__Assigned task__: Apart from the images, every record here needs to be copied exactly.

(Point-per-instance localization data)
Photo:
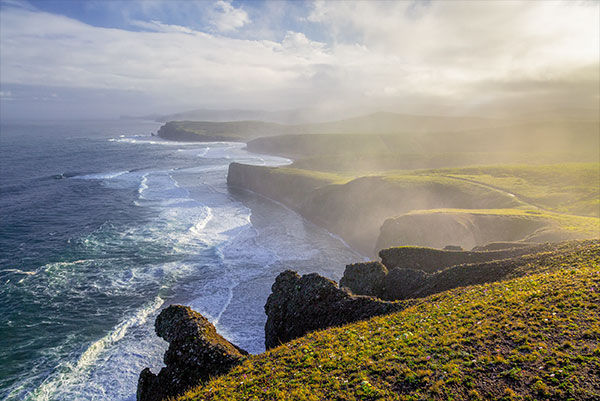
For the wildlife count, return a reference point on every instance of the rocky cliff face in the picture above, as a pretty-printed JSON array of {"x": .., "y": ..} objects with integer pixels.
[
  {"x": 356, "y": 210},
  {"x": 431, "y": 260},
  {"x": 468, "y": 230},
  {"x": 196, "y": 352},
  {"x": 298, "y": 305},
  {"x": 418, "y": 272}
]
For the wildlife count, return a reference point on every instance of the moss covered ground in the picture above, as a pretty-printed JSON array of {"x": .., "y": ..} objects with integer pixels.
[{"x": 531, "y": 338}]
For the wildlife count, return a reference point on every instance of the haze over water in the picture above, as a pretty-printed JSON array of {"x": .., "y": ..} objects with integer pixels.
[{"x": 109, "y": 225}]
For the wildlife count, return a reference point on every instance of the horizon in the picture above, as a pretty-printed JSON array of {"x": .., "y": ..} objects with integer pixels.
[{"x": 90, "y": 60}]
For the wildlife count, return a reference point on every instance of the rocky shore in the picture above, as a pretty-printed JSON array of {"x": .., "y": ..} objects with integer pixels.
[{"x": 302, "y": 304}]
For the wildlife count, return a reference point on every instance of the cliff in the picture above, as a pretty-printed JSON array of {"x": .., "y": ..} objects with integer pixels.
[
  {"x": 298, "y": 305},
  {"x": 471, "y": 228},
  {"x": 431, "y": 260},
  {"x": 532, "y": 335},
  {"x": 411, "y": 272},
  {"x": 196, "y": 352},
  {"x": 356, "y": 208}
]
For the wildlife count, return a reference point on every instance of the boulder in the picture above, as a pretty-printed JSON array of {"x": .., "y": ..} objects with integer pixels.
[
  {"x": 364, "y": 278},
  {"x": 298, "y": 305},
  {"x": 196, "y": 352}
]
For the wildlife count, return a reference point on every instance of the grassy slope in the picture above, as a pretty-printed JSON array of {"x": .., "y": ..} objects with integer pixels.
[
  {"x": 565, "y": 188},
  {"x": 585, "y": 225},
  {"x": 536, "y": 337},
  {"x": 376, "y": 162}
]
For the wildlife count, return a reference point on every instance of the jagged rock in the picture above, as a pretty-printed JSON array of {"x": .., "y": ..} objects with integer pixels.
[
  {"x": 402, "y": 283},
  {"x": 431, "y": 260},
  {"x": 498, "y": 246},
  {"x": 374, "y": 279},
  {"x": 364, "y": 278},
  {"x": 196, "y": 352},
  {"x": 298, "y": 305}
]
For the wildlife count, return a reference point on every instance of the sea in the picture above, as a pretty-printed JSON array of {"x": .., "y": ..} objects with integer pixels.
[{"x": 102, "y": 225}]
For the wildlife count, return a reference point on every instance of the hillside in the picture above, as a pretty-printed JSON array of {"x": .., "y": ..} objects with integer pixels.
[
  {"x": 564, "y": 188},
  {"x": 356, "y": 208},
  {"x": 469, "y": 228},
  {"x": 533, "y": 337}
]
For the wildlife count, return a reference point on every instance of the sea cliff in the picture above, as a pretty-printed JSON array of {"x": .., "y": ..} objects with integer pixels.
[{"x": 375, "y": 212}]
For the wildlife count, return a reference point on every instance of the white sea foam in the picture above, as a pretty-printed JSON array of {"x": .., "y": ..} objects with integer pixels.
[
  {"x": 72, "y": 382},
  {"x": 101, "y": 176},
  {"x": 194, "y": 215}
]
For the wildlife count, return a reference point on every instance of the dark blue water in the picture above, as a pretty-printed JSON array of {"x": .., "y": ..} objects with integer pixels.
[{"x": 103, "y": 225}]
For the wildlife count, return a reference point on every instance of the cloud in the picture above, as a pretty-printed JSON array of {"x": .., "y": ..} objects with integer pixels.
[
  {"x": 226, "y": 18},
  {"x": 157, "y": 26},
  {"x": 414, "y": 57}
]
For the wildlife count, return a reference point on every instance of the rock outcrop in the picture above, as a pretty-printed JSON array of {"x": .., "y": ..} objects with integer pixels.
[
  {"x": 432, "y": 275},
  {"x": 468, "y": 230},
  {"x": 196, "y": 352},
  {"x": 431, "y": 260},
  {"x": 298, "y": 305}
]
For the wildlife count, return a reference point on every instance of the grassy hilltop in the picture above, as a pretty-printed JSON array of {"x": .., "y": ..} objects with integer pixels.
[
  {"x": 534, "y": 337},
  {"x": 436, "y": 182}
]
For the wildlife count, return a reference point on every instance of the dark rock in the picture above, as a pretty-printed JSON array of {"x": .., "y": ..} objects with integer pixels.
[
  {"x": 431, "y": 260},
  {"x": 196, "y": 352},
  {"x": 364, "y": 278},
  {"x": 298, "y": 305},
  {"x": 497, "y": 246},
  {"x": 402, "y": 283}
]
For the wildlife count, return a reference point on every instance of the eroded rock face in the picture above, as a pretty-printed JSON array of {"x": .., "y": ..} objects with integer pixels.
[
  {"x": 374, "y": 279},
  {"x": 364, "y": 278},
  {"x": 298, "y": 305},
  {"x": 196, "y": 352}
]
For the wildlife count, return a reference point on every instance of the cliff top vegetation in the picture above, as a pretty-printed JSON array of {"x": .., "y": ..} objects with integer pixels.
[{"x": 534, "y": 337}]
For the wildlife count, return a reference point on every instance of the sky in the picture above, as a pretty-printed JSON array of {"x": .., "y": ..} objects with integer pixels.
[{"x": 102, "y": 59}]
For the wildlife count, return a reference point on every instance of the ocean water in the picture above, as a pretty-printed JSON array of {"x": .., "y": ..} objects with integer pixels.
[{"x": 102, "y": 225}]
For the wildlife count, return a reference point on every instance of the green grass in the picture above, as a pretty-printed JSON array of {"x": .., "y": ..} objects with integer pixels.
[
  {"x": 572, "y": 188},
  {"x": 535, "y": 337},
  {"x": 585, "y": 225}
]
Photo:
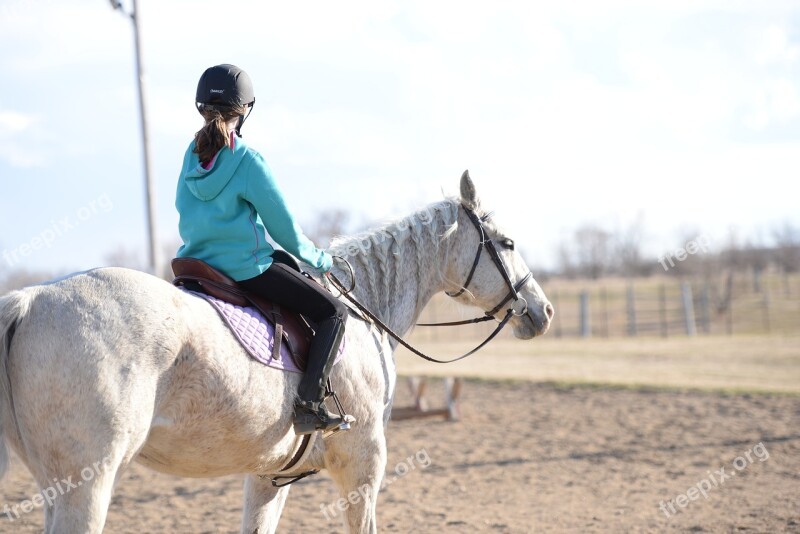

__Solution for this problem__:
Photo:
For the wildlife count, return a reference point on every instance of the rocky cliff face in the picture above, as a pretty-printed JSON array of {"x": .., "y": ..} objects with integer pixels.
[
  {"x": 356, "y": 210},
  {"x": 431, "y": 260},
  {"x": 468, "y": 230},
  {"x": 196, "y": 352},
  {"x": 298, "y": 305},
  {"x": 418, "y": 272}
]
For the wildlife count, return a reference point on every instance of the moss covered ground in the picture above, as a pretty-printed JSON array of {"x": .., "y": ..} objects with integer pixels.
[{"x": 531, "y": 338}]
For the wildlife count, return a reference point on every instance of the haze over water in the picture above, as a pretty-printed JSON array of {"x": .., "y": ..} objects with integer pixels.
[{"x": 109, "y": 225}]
For the wildlife count, return a reference point on every instance of the horizon in the picture above, as a pretty-printed JSON array of {"x": .., "y": ..} objects with integer pixels.
[{"x": 90, "y": 60}]
For the wildlife count, return a reference point on every instance of the rocky shore in the picture above, as a pretty-printed JSON array of {"x": .., "y": ..} objects with integer pixels.
[{"x": 302, "y": 304}]
For the wildlife count, return a reference point on every instance of the cliff in the picture above, as a pretty-printed JSON array of {"x": .., "y": ..} objects with integer pixels.
[
  {"x": 298, "y": 305},
  {"x": 471, "y": 228},
  {"x": 431, "y": 260},
  {"x": 532, "y": 335},
  {"x": 411, "y": 272},
  {"x": 196, "y": 352},
  {"x": 356, "y": 208}
]
For the wildlife count, return a reference point on every instance of the boulder in the picture above, as a pretty-printed JSON array of {"x": .., "y": ..} objects with integer pixels.
[
  {"x": 364, "y": 278},
  {"x": 298, "y": 305},
  {"x": 196, "y": 352}
]
For the wildlife count, return a reference point on every instance of the grassy slope in the picture above, as a pretty-printed JSON array of {"x": .., "y": ..} objects with integer pixels.
[
  {"x": 565, "y": 188},
  {"x": 585, "y": 225},
  {"x": 536, "y": 337},
  {"x": 376, "y": 162}
]
For the wildlife count, return a reference point on every instance of the jagged rock in the picture above, as a pretty-printed JSON array of {"x": .., "y": ..} objects with integer pixels.
[
  {"x": 402, "y": 283},
  {"x": 431, "y": 260},
  {"x": 498, "y": 246},
  {"x": 374, "y": 279},
  {"x": 364, "y": 278},
  {"x": 196, "y": 352},
  {"x": 298, "y": 305}
]
For the wildlife count, return a reference point on every instance of the sea in the picture above, as a pretty-printed JSON array of {"x": .., "y": ..} objects with integer pixels.
[{"x": 102, "y": 225}]
For the wildlife count, return a reference point on every instance of the hillside in the picture above, as a pretty-printed JSON array of {"x": .., "y": ..} objects with integer pixels.
[
  {"x": 564, "y": 188},
  {"x": 356, "y": 208},
  {"x": 469, "y": 228},
  {"x": 533, "y": 337}
]
For the wildlife count, return a reference point on every instance of the sea cliff in the picture above, as a pretty-printed JSON array of {"x": .., "y": ..} objects with integer pixels.
[{"x": 375, "y": 212}]
For the wildlife count, return a reference point on every instance of the white sea foam in the picture above, as a pretty-printed JSON array of {"x": .., "y": ..} objects with integer pixels.
[
  {"x": 72, "y": 382},
  {"x": 101, "y": 176},
  {"x": 194, "y": 215}
]
For the wildlife count, return a reference point on every instance of the dark blue water in the picture above, as a pretty-printed JSON array of {"x": .., "y": ..} objects with integer pixels.
[{"x": 103, "y": 225}]
For the wildlife count, return a reference point on every instance of the cloud in the picture above, as a pretty-printed JSON array of {"x": .., "y": ..} objects with integer pixels.
[
  {"x": 226, "y": 18},
  {"x": 157, "y": 26},
  {"x": 414, "y": 57}
]
For the wildlife count, return a reference point on every instance of the rock outcrop in the picture above, as a pretty-printed JSON array of {"x": .., "y": ..} objects with integer pixels.
[
  {"x": 432, "y": 275},
  {"x": 468, "y": 230},
  {"x": 196, "y": 352},
  {"x": 431, "y": 260},
  {"x": 298, "y": 305}
]
For the wildlife count, return a reference point on every instance of the grassy hilltop in the picture above, as a pretty-printed JSON array of {"x": .., "y": ..} objects with integer pixels.
[
  {"x": 534, "y": 337},
  {"x": 436, "y": 182}
]
For the wildlife count, return a reference point on every instance of the dark rock in the picture above, as a pretty-printed JSON array of {"x": .., "y": ..} objects with integer pixels.
[
  {"x": 431, "y": 260},
  {"x": 196, "y": 352},
  {"x": 364, "y": 278},
  {"x": 298, "y": 305},
  {"x": 497, "y": 246},
  {"x": 402, "y": 283}
]
For the wildlife count, return a reference point on every instance of the eroded rock face in the picture above, as a pretty-printed JSON array of {"x": .., "y": ..} objects with integer pixels.
[
  {"x": 374, "y": 279},
  {"x": 364, "y": 278},
  {"x": 298, "y": 305},
  {"x": 196, "y": 352}
]
For the wildlife count, return a reference point on every instance of the cliff top vegetation in the picture above, as a pretty-printed JSON array of {"x": .., "y": ..} objects with integer pixels.
[{"x": 534, "y": 337}]
For the wildlife count, return a reference point on every instance of the sky in the picture above, as a pretty-printed JSON array of {"x": .., "y": ..} objects with integer pixels.
[{"x": 102, "y": 59}]
For the wildlife count, return a reference point on every instance of the ocean water in the picture above, as a pretty-printed JSON array of {"x": .., "y": ..} objects with integer pixels.
[{"x": 102, "y": 225}]
For the wildlife count, return a reference point on every instance of the green grass in the picture above, as a pretty-printed JSON array of {"x": .., "y": ..} objects with integer pixels.
[
  {"x": 572, "y": 188},
  {"x": 535, "y": 337},
  {"x": 585, "y": 225}
]
Photo:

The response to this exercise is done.